## REQUIRED WORK
When the line containing "positive clicks: (281, 313)" is reached, include it and end there; set down verbatim every line before it, starting at the top of the records.

## ENTRIES PROVIDED

-=-=-

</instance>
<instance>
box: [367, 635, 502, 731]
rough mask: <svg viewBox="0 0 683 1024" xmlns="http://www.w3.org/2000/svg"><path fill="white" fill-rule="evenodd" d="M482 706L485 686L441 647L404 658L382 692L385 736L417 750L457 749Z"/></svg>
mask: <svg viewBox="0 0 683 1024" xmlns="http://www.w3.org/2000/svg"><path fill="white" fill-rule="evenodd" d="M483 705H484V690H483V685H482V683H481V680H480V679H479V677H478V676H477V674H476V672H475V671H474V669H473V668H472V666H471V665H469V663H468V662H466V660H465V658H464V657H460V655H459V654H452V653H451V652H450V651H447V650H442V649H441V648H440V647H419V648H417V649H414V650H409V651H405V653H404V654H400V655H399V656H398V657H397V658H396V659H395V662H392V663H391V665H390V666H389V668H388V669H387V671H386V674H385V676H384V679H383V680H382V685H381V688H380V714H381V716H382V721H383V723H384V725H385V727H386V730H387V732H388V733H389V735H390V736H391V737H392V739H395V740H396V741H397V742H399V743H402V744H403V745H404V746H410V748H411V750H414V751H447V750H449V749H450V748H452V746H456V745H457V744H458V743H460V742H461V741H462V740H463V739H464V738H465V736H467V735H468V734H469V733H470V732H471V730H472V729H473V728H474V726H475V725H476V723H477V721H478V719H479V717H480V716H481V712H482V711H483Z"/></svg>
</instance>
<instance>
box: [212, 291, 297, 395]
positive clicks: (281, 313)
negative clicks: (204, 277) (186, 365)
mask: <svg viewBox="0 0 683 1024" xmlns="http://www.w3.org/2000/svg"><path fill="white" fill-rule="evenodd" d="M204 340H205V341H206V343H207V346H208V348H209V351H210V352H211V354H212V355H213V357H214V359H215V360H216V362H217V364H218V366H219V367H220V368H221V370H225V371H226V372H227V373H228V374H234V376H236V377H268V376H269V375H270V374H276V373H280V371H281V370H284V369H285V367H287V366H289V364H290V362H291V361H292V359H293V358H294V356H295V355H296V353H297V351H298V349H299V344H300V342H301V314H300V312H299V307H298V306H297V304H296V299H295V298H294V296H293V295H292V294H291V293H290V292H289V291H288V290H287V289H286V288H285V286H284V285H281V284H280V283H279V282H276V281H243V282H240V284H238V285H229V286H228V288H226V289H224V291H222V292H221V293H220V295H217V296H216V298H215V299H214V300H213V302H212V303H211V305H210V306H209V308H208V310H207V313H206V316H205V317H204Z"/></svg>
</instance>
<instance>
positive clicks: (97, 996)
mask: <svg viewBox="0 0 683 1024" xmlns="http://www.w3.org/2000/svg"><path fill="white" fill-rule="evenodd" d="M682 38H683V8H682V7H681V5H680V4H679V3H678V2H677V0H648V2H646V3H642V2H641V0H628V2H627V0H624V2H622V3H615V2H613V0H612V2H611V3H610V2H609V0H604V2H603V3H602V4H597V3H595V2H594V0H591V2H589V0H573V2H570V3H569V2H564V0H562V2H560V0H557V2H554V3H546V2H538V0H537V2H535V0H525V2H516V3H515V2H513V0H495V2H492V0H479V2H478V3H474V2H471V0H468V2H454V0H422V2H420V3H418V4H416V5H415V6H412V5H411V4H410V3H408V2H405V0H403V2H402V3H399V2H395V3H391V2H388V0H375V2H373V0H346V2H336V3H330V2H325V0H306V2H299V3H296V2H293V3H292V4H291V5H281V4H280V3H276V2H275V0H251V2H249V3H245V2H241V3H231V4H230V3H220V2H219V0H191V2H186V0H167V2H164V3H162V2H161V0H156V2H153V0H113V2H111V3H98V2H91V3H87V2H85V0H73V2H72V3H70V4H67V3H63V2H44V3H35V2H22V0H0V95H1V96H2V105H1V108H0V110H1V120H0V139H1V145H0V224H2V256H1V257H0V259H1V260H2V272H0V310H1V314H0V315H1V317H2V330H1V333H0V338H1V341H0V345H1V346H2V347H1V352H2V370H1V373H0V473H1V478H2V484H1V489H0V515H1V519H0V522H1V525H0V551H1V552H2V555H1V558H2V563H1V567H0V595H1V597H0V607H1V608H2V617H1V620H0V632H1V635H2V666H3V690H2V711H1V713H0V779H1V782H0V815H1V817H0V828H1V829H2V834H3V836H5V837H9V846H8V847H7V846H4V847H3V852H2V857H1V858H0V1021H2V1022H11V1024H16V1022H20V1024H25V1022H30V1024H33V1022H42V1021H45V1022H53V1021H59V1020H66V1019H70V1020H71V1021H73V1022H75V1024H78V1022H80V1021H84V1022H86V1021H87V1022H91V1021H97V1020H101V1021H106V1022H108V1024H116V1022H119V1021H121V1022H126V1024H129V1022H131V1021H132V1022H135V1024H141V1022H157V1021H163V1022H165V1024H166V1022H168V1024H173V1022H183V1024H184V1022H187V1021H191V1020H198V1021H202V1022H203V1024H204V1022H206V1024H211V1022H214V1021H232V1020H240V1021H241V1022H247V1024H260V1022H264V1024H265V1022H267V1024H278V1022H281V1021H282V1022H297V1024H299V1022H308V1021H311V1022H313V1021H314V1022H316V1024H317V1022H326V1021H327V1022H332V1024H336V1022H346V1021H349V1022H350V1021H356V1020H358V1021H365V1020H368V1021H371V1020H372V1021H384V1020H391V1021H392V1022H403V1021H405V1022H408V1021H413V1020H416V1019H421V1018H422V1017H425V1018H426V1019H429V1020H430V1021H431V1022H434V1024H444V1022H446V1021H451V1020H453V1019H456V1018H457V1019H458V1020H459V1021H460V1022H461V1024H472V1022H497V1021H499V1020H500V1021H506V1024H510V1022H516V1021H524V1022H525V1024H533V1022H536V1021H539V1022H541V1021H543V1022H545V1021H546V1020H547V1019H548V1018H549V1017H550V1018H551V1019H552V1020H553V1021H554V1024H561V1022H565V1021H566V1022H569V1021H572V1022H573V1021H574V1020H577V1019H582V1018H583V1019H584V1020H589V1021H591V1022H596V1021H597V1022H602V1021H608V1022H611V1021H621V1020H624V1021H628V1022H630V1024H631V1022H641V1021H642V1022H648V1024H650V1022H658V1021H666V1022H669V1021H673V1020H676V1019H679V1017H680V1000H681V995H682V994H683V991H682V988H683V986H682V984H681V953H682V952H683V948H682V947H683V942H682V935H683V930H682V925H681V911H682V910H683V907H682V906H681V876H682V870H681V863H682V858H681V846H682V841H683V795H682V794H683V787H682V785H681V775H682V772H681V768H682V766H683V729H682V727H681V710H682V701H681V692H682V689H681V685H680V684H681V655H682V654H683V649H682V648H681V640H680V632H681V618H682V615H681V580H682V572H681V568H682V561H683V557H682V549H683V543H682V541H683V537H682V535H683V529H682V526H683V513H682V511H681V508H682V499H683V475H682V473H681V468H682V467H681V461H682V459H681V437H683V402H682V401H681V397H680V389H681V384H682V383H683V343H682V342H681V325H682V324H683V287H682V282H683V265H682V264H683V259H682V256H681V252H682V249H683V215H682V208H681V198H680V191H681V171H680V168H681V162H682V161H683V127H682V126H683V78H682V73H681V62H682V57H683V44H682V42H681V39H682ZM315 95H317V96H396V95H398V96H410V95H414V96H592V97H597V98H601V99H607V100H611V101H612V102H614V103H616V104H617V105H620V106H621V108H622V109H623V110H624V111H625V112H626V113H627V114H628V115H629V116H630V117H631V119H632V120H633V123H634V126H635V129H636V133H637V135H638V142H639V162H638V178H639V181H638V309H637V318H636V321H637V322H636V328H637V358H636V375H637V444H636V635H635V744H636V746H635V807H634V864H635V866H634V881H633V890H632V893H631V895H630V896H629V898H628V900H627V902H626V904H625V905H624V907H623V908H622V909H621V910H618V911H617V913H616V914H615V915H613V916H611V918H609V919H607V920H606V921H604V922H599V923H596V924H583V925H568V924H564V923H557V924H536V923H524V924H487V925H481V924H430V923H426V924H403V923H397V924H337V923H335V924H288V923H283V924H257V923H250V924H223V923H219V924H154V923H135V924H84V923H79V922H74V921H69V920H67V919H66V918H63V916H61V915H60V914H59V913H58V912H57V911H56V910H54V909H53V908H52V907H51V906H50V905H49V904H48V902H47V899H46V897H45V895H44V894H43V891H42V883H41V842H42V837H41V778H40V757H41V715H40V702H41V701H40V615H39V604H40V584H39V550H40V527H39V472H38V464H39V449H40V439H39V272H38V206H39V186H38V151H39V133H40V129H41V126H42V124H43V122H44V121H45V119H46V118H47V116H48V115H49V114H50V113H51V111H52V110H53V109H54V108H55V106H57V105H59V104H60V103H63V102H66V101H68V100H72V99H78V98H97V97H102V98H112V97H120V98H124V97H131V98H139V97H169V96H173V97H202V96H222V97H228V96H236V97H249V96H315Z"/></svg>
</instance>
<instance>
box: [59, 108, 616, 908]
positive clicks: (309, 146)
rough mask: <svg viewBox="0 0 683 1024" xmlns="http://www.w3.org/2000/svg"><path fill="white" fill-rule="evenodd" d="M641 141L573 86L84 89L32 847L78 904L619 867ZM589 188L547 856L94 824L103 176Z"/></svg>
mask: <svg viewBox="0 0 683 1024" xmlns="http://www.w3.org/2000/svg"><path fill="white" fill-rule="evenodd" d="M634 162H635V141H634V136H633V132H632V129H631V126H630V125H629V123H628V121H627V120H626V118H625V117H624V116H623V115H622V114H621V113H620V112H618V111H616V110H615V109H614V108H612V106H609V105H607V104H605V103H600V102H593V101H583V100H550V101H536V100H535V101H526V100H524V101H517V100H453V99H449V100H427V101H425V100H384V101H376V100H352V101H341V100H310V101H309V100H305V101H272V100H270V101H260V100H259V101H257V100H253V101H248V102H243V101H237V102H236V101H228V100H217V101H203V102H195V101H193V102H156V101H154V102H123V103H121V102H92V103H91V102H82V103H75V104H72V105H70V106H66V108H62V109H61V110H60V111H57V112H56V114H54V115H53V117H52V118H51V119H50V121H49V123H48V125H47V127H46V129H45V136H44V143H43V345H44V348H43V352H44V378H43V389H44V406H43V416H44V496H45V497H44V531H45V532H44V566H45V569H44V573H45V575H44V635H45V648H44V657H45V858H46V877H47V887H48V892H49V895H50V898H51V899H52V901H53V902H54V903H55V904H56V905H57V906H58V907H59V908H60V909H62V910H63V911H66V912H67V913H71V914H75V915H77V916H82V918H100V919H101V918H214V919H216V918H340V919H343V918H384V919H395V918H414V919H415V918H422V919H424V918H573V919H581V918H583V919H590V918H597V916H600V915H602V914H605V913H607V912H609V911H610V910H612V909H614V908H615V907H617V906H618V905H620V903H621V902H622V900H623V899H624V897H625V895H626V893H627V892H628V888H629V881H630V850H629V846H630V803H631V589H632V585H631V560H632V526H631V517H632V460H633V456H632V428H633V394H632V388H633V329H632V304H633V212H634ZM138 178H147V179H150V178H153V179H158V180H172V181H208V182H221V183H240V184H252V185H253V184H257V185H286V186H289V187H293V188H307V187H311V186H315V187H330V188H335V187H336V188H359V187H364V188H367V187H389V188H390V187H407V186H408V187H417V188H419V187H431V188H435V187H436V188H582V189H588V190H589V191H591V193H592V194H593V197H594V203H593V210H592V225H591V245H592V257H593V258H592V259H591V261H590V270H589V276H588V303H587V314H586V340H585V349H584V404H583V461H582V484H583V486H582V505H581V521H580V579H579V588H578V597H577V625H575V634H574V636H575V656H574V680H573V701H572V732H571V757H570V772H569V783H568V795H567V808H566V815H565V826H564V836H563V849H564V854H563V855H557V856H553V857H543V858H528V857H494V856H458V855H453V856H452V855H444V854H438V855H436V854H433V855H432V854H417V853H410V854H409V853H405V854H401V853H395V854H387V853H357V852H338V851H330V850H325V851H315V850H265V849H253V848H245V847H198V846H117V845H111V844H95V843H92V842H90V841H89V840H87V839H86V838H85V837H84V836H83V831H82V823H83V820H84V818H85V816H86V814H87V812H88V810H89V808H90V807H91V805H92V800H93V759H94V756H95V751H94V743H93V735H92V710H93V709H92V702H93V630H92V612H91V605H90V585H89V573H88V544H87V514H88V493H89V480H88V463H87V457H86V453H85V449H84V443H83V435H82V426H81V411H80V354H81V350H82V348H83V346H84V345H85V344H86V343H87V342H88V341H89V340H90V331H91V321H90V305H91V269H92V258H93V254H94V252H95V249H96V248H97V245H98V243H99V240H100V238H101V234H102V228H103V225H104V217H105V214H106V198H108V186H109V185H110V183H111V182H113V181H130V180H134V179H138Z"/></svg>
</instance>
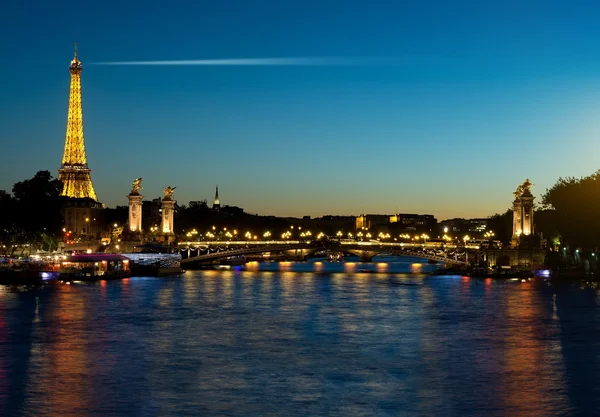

-=-=-

## YOUR RESPONSE
</instance>
<instance>
box: [367, 635, 502, 731]
rough mask: <svg viewBox="0 0 683 1024" xmlns="http://www.w3.org/2000/svg"><path fill="white" fill-rule="evenodd" d="M482 706L485 686L441 647L404 658L382 692L385 736L417 750L457 749Z"/></svg>
mask: <svg viewBox="0 0 683 1024" xmlns="http://www.w3.org/2000/svg"><path fill="white" fill-rule="evenodd" d="M483 705H484V690H483V685H482V683H481V680H480V679H479V677H478V676H477V674H476V672H475V671H474V669H473V668H472V666H471V665H469V663H468V662H466V660H465V658H464V657H460V655H459V654H452V653H451V652H450V651H447V650H442V649H441V648H440V647H419V648H417V649H414V650H409V651H405V653H404V654H400V655H399V656H398V657H397V658H396V659H395V662H392V663H391V665H390V666H389V668H388V669H387V671H386V674H385V676H384V679H383V680H382V685H381V688H380V714H381V716H382V721H383V723H384V725H385V727H386V730H387V732H388V733H389V735H390V736H391V737H392V739H395V740H396V741H397V742H399V743H402V744H403V745H404V746H410V748H411V750H414V751H447V750H449V749H450V748H452V746H456V745H457V744H458V743H460V742H461V741H462V740H463V739H464V738H465V736H467V735H468V734H469V733H470V732H471V730H472V729H473V728H474V726H475V725H476V723H477V721H478V719H479V717H480V716H481V712H482V711H483Z"/></svg>
</instance>
<instance>
box: [212, 291, 297, 395]
positive clicks: (281, 313)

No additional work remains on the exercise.